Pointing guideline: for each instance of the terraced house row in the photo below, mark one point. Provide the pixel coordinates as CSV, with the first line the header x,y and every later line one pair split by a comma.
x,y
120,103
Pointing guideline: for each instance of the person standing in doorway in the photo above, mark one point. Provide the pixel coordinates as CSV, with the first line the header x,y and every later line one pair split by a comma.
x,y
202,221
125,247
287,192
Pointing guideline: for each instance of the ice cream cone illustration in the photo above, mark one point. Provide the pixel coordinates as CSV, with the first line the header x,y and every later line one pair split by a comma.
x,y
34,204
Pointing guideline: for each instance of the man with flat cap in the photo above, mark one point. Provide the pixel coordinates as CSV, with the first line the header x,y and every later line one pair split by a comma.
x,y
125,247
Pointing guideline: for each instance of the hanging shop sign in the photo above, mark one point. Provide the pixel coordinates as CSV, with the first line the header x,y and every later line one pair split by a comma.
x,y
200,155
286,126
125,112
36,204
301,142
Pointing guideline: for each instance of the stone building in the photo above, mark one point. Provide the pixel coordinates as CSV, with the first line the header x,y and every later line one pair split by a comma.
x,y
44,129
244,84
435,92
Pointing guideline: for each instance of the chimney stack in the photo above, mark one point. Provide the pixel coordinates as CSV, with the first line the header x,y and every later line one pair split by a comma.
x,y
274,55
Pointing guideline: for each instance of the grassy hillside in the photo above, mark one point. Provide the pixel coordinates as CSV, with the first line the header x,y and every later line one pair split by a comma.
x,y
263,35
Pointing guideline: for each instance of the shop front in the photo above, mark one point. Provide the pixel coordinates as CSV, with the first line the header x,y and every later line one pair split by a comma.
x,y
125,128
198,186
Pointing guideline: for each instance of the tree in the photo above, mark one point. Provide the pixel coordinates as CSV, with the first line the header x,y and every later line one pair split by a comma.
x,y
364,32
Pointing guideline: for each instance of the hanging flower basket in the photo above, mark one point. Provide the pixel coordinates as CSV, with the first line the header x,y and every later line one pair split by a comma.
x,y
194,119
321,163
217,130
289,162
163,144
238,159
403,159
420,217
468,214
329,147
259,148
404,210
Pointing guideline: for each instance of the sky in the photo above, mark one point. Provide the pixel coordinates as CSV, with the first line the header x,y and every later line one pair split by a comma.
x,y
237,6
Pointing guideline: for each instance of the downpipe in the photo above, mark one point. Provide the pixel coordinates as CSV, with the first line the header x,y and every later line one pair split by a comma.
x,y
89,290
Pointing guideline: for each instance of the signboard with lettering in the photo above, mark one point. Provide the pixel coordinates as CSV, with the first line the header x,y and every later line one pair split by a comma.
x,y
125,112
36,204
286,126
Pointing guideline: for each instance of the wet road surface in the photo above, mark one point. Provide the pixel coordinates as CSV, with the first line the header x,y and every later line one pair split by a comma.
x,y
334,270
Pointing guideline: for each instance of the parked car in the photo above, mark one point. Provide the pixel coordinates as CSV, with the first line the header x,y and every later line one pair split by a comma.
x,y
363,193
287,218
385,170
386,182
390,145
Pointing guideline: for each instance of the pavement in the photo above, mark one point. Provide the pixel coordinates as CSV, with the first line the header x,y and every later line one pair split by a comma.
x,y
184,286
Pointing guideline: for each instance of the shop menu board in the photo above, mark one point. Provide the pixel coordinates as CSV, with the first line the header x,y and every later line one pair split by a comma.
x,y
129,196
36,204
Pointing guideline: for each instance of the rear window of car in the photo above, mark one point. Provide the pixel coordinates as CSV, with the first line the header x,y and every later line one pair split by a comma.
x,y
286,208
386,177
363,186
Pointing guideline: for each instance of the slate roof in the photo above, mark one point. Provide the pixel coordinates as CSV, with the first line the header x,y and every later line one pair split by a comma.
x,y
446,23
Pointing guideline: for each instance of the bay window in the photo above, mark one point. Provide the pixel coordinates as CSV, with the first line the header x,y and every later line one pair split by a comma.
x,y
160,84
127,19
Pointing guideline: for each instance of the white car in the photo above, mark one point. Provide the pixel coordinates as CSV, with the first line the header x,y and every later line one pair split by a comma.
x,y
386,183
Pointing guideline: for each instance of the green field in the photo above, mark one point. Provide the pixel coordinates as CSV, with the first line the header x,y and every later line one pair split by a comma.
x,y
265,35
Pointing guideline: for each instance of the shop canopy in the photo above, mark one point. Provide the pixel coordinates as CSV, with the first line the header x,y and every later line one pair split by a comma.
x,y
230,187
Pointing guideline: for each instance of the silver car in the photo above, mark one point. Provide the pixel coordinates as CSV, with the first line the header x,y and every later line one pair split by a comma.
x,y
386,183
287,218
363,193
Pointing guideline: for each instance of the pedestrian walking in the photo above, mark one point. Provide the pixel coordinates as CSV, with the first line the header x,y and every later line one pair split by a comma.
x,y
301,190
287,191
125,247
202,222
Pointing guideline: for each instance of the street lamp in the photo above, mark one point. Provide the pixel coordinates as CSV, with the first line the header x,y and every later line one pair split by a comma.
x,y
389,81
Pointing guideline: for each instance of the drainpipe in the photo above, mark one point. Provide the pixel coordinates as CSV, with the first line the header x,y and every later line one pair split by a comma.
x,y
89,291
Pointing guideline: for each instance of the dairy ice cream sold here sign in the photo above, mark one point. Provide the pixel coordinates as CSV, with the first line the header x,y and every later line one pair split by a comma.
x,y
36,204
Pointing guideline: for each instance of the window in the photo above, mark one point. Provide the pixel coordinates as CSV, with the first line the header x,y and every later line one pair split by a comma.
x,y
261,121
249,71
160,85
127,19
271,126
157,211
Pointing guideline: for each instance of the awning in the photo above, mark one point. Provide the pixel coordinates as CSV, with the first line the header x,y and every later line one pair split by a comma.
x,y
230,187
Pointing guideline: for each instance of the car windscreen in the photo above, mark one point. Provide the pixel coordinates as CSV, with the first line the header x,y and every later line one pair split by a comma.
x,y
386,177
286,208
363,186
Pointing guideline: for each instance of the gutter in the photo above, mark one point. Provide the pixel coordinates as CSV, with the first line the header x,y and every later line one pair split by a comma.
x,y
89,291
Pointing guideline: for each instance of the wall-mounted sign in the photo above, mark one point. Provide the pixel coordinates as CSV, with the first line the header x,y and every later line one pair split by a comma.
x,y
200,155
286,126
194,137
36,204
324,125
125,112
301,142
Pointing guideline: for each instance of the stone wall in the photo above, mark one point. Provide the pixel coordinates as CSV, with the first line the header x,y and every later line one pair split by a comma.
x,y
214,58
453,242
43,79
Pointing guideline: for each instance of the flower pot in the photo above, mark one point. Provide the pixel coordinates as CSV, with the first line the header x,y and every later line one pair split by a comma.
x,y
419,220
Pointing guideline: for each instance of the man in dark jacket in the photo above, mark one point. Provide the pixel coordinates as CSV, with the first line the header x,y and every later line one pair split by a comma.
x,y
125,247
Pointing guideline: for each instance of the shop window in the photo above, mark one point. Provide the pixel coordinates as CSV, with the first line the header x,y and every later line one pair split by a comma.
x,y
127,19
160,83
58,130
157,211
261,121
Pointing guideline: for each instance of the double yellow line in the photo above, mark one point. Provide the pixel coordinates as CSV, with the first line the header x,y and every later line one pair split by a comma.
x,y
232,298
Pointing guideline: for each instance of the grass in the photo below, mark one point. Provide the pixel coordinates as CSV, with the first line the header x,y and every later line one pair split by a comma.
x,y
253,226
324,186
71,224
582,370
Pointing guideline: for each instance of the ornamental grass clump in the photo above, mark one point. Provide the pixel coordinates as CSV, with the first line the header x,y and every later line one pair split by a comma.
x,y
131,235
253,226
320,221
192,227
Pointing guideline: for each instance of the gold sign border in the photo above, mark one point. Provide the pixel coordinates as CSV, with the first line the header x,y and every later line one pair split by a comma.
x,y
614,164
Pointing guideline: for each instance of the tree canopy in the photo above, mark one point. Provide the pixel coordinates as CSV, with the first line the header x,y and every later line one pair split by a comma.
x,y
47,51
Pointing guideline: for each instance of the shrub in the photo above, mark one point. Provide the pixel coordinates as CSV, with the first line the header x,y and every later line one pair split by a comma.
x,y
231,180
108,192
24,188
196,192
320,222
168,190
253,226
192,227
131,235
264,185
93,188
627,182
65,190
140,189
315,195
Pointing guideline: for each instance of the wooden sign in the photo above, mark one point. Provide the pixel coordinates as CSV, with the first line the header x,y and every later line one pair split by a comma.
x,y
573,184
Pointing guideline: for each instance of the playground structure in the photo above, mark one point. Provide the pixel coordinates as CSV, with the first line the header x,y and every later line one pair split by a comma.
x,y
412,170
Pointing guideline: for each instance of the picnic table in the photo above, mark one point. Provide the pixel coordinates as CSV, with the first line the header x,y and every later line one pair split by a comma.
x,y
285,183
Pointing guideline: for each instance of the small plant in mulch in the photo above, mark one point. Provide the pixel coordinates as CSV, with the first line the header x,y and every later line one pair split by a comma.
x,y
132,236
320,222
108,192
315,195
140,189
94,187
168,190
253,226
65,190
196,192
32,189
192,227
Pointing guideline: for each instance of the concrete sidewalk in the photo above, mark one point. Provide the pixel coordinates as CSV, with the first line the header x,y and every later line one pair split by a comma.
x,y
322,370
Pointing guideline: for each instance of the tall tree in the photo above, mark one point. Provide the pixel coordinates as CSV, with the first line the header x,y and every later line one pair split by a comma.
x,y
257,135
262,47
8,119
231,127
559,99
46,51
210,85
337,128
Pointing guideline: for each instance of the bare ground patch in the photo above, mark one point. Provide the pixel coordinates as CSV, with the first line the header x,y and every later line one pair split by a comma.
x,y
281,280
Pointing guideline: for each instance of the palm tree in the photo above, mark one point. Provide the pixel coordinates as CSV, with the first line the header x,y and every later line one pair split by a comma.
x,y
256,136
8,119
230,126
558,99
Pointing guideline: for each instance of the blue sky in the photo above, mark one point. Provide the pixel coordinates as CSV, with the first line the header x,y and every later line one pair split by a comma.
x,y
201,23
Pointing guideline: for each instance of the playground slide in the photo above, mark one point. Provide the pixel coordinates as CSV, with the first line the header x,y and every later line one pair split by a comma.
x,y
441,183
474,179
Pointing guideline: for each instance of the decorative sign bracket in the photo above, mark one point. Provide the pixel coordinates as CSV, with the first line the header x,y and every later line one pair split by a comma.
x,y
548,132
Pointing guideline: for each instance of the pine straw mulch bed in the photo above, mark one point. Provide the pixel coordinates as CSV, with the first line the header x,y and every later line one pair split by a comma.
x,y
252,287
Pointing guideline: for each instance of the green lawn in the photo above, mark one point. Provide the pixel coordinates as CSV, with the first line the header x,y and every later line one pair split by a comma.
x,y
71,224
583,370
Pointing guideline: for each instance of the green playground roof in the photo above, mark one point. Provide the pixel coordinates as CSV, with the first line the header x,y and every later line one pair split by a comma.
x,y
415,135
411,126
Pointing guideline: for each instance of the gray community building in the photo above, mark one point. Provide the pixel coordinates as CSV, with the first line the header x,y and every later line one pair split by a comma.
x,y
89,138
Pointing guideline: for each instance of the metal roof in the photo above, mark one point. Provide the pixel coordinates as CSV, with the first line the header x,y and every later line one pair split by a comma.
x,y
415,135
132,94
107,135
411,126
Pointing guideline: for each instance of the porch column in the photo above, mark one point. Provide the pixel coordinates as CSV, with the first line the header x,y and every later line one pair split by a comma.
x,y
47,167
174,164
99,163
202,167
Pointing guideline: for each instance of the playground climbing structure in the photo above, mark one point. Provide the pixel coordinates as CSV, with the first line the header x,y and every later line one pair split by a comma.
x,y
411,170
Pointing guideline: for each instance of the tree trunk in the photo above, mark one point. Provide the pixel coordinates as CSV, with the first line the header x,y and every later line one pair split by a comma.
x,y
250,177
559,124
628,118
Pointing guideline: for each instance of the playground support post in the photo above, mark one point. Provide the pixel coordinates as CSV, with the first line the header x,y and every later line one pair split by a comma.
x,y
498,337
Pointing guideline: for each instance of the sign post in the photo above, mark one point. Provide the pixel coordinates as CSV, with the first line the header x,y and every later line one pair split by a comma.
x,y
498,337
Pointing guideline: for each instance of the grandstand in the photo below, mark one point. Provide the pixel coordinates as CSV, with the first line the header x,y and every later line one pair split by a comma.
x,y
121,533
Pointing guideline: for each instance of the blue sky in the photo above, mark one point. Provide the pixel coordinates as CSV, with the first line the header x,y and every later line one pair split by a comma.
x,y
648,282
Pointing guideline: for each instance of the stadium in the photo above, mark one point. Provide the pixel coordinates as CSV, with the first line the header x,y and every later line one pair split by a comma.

## Written task:
Reproduce exactly the line containing "Pointing guideline: for each instance of the metal" and every line after it through the end of the records above, and nothing else.

## Task solution:
Pointing guideline: for each instance of the metal roof in the photo above, mark one point. Provide the pixel coordinates as CSV, with the first line the header x,y and every later line one pair split by a comma.
x,y
415,135
132,94
107,135
411,126
Pointing guideline: for each instance of the porch column in the photo above, mark one point. Provide the pixel coordinates as CSV, with the first line the header x,y and every later line one pair split by a comma.
x,y
47,167
174,164
99,163
202,167
Pointing guideline: for each instance of the playground climbing structure in the photo above, mark one point. Provide the pixel coordinates as CSV, with the first line the header x,y and every later line one pair split by a comma.
x,y
411,170
Pointing guideline: for each instance of the tree trunk in the photo above, mark one point. Provide the pixel coordinates as CSV, with the first line the header x,y and every later line one pair split by a comma.
x,y
250,177
559,124
628,118
Pointing guideline: for each instance of the playground support post in the photo above, mark one point. Provide the pixel coordinates as CSV, with the first line the header x,y and every later line one pair split by a comma.
x,y
498,337
Pointing guideline: for each instance of the sign post in the photo above, mark one point. Provide the pixel coordinates as CSV, with the first line the header x,y and every later line one pair split by a comma.
x,y
498,337
Pointing guideline: for each instance of the grandstand in the photo below, mark one point. Provide the pixel coordinates as CSV, with the first line the header x,y and every later line one pair split by a comma.
x,y
121,533
Pointing guideline: for each instance of the blue sky in the photo above, mark one point. Provide the pixel coordinates as CSV, with the first line the header x,y and every later line one pair split by a comma.
x,y
648,282
Pointing guideline: for each instance of the stadium in the photo above, mark one point. Provide the pixel coordinates as CSV, with the first line the header x,y and every later line one pair split by a comma.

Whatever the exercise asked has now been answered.